### EXTRACT TO READ ###

Erik,

is there some documentation / further reading available on the machine
ranking used for Wikipedia? This sounds very interesting!

And can you elaborate on how the aggregated search queries are PII?

Thank you!
Georg

Georg Sorst <g.so...@findologic.com> schrieb am Mo., 5. März 2018 um
20:31 Uhr:

> Hi all,
>
> sorry for this messy post - I forgot to subscribe to the list so I can't
> directly reply to your responses.
>
> Nuria:
>
> > Datasets do not include simple wiki, there are calculated for a few wikis
> some or which are not very large so you might be able to use them.
>
> Is the raw data available? Can I compute the clickstream myself?
>
> Erik:
>
> > This is actually how our production search ranking is built for around
> the
> top 20 sites by search volume that we host. Simple wikipedia isn't one of
> those we currently use machine ranking for though.
>
> Awesome! Is there more info available somewhere? Algorithms used etc.
> maybe even source code?
>
> > Because of that we do have the data you need, but the problem will be
> that the actual search
> queries are considered PII (Personally Identifiable Information) and not
> something I can release publicly. It may be possible to release aggregated
> data sets that don't include the actual search terms, but at that point I
> don't think the data will be useful to you anymore.
>
> I think I'm fine with query-document pairs. Isn't that sufficiently
> aggregated to not be considered PII?
>
> Thank you!
> Georg
>
>
> Georg Sorst <g.so...@findologic.com> schrieb am Mi., 28. Feb. 2018 um
> 12:17 Uhr:
>
>> Hi list,
>>
>> as part of a lecture on Information Retrieval I am giving we work a lot
>> with Simple Wikipedia articles. It's a great data set because it's
>> comprehensive and not domain specific so when building search on top of it
>> humans can easily judge result quality, and it's still small enough to be
>> handled by a regular computer.
>>
>> This year I want to cover the topic of Machine Learning for search. The
>> idea is to look at result clicks from an internal search search engine,
>> feed that into the Machine Learning and adjust search accordingly so that
>> the top-clicked results actually rank best. We will be using Solr LTR for
>> this purpose.
>>
>> I would love to base this on Simple Wikipedia data since it would fit
>> well into the rest of the lecture. Unfortunately, I could not find that
>> data. The closest I came is
>> https://meta.wikimedia.org/wiki/Research:Wikipedia_clickstream but this
>> covers neither Simple Wikipedia nor does it specify internal search queries.
>>
>> Did I miss something? Is this data available somewhere? Can I produce it
>> myself from raw data? Ideally I would need (query-document) pairs with the
>> number of occurrences.

###

*WRITTEN PROBLEM A*: According to the mailing list thread, what will Georg's lecture use for machine learning in search?

### PROVIDED DATA ###

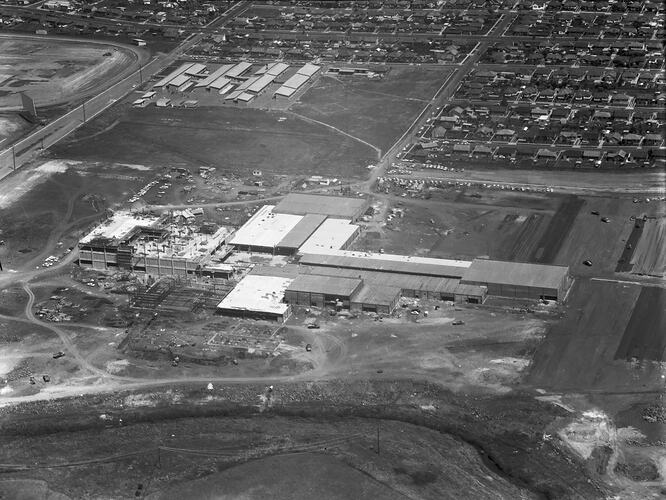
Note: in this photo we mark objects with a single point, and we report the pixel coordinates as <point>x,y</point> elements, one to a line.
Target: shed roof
<point>309,70</point>
<point>515,273</point>
<point>327,285</point>
<point>296,81</point>
<point>375,294</point>
<point>302,231</point>
<point>376,263</point>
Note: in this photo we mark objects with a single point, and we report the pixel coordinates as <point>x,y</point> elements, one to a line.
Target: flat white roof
<point>309,69</point>
<point>265,229</point>
<point>195,69</point>
<point>296,81</point>
<point>255,293</point>
<point>332,234</point>
<point>118,225</point>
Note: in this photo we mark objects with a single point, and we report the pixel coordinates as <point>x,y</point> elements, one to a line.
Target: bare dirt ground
<point>53,71</point>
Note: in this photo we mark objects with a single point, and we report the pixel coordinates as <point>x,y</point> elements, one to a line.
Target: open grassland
<point>644,337</point>
<point>375,110</point>
<point>233,140</point>
<point>590,238</point>
<point>45,207</point>
<point>460,229</point>
<point>649,255</point>
<point>54,70</point>
<point>579,352</point>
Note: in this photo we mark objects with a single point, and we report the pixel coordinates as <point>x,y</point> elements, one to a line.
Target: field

###

*WRITTEN PROBLEM B*: Collect every line of the records that contains the word "roof".

*COMPLETE OUTPUT A*: Solr LTR.

*COMPLETE OUTPUT B*:
Target: shed roof
Target: flat white roof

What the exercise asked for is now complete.